#### [Required task]
Copy the lines below word for word, omitting the pictures from your answer.

#### [Supplied material]
□ □ □ □ □
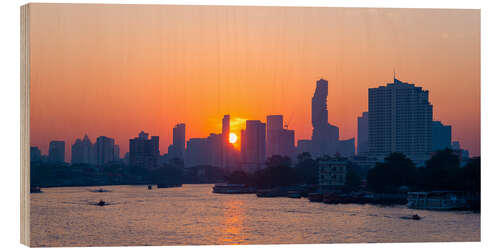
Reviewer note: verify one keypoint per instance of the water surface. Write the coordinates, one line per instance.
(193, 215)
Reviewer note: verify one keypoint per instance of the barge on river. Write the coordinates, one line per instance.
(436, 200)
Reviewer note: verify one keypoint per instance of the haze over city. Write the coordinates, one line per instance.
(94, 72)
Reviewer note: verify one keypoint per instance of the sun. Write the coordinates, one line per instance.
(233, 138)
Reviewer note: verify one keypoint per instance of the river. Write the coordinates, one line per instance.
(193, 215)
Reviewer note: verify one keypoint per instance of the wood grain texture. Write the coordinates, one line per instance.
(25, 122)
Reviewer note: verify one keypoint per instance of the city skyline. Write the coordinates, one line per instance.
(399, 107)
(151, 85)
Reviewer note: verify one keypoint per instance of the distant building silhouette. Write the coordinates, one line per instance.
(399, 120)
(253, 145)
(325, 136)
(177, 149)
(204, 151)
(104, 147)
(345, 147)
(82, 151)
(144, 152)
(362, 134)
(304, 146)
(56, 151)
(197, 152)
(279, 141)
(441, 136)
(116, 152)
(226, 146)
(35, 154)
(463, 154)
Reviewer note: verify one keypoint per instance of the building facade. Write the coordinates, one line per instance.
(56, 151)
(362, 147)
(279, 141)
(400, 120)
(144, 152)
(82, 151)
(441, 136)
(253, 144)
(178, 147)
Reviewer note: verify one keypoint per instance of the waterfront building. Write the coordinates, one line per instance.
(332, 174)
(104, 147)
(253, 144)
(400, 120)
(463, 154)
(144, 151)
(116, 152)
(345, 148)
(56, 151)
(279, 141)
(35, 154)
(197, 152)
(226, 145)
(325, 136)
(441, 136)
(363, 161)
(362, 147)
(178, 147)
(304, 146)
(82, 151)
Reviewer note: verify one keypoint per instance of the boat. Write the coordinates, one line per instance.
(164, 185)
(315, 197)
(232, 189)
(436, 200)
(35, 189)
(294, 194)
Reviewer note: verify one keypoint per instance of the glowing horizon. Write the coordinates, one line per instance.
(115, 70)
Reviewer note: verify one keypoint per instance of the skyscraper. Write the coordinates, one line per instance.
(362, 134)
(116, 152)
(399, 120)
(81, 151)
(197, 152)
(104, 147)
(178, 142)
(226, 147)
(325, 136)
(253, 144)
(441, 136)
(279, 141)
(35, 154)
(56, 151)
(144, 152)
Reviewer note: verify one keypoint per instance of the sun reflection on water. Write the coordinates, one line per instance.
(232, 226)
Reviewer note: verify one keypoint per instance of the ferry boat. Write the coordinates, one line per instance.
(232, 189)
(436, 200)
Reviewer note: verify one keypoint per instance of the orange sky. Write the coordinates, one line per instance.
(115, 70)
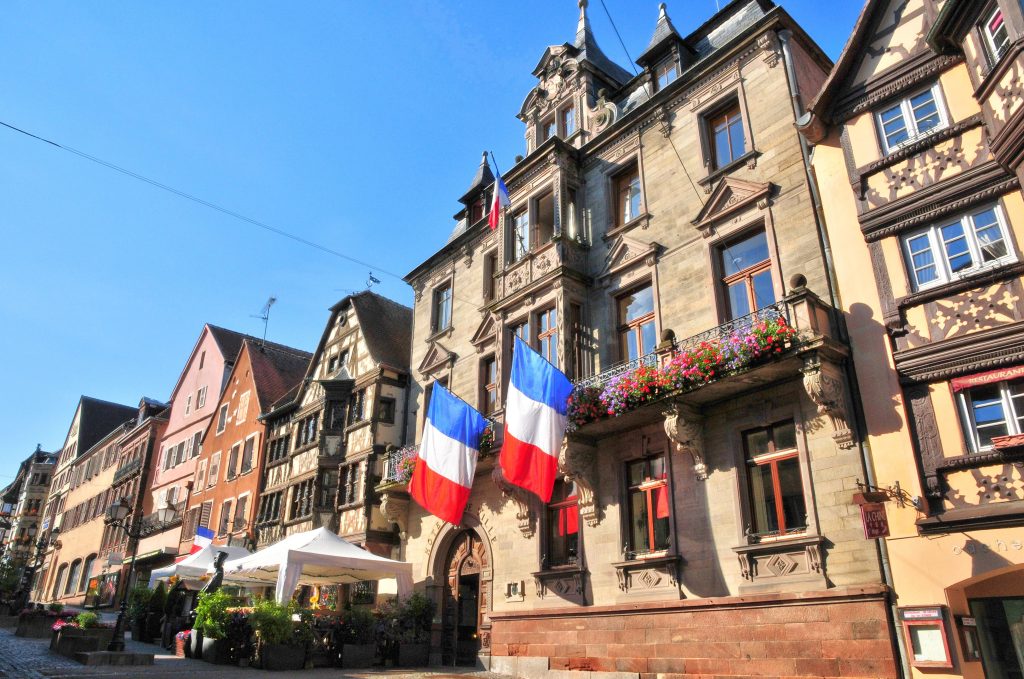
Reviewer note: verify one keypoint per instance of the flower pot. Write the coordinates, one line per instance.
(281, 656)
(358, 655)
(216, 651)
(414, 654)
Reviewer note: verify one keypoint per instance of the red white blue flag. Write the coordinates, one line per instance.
□ □ □ □ □
#### [Answer to the task]
Reviewer note: verify one keypoint per instance of the water surface. Write the coordinates, one line per instance.
(193, 215)
Reviewer note: verify one keypoint per instance of the barge on river. Write the coordinates, one line per instance.
(436, 200)
Reviewer note: verify one keypoint per instance of the haze over city. Write the coordinates, one line per instance.
(94, 72)
Reviewer note: verify one keypoint per instance of the sun. Write the coordinates, one line per instance.
(233, 138)
Reviewer note: verify one keypoint per instance of the river. Write the coordinates, one line per instance.
(193, 215)
Reviewer note: verify one keypoint per instance of the wood grain texture. Write the coordinates, one line per instance.
(25, 122)
Reviewer note: verify one keypoint per instance of the city skyline. Write the coordinates, one line per instance.
(399, 107)
(151, 85)
Reviewer note: verify one keypoint per instance of the distant building silhouette. Write the coordinates, one line per instance.
(399, 120)
(253, 145)
(325, 136)
(177, 149)
(204, 151)
(104, 147)
(345, 147)
(82, 151)
(144, 152)
(362, 134)
(304, 146)
(56, 151)
(197, 152)
(279, 141)
(441, 136)
(116, 152)
(226, 146)
(35, 154)
(463, 154)
Reviewer note: verify one keypoint per instance of the building facade. Write the coordinates, one line per instance.
(56, 151)
(362, 147)
(279, 141)
(400, 120)
(144, 152)
(82, 151)
(441, 136)
(253, 144)
(178, 147)
Reviewer note: verify one keypoint per instance of the waterfront building. Write the coordinates, one line per instance.
(332, 174)
(104, 147)
(253, 144)
(400, 120)
(463, 154)
(144, 151)
(116, 152)
(345, 148)
(56, 151)
(279, 141)
(35, 154)
(197, 152)
(226, 145)
(325, 136)
(441, 136)
(363, 161)
(362, 147)
(178, 147)
(304, 146)
(82, 151)
Reviewer note: verify one keypoint per instance of the boat. Write the coordinates, one line per instance.
(164, 185)
(315, 197)
(232, 189)
(436, 200)
(35, 189)
(294, 194)
Reviewer note: verify one keypoint per instance of the glowing horizon. Write the coordinates, one line per instance.
(115, 70)
Reviewer note: verify one keypoint per instance of the skyscraper. Write the coordinates, one line per instance.
(362, 134)
(116, 152)
(399, 120)
(81, 151)
(197, 152)
(104, 147)
(178, 142)
(226, 147)
(325, 136)
(253, 144)
(441, 136)
(279, 141)
(35, 154)
(56, 151)
(144, 152)
Reviewer note: verify one keypoint per instance of the sun reflection on water. Write the coordinates, one line per instance.
(232, 226)
Reviewer note: verify one keypoint per instance of the ferry boat. Write the coordinates, one line per instance.
(232, 189)
(436, 200)
Reviewer note: verify one keypoint per instance of the orange sky. Write the coordinates, one line per instance.
(115, 70)
Reviewer note: verify one keypoint per instance of the flower pot. Write the coordinates, one line per instance.
(281, 656)
(358, 655)
(216, 651)
(414, 654)
Reviewer note: verify one keypoint per instance of the red white blue flag. Write the coordinates, one line per instance.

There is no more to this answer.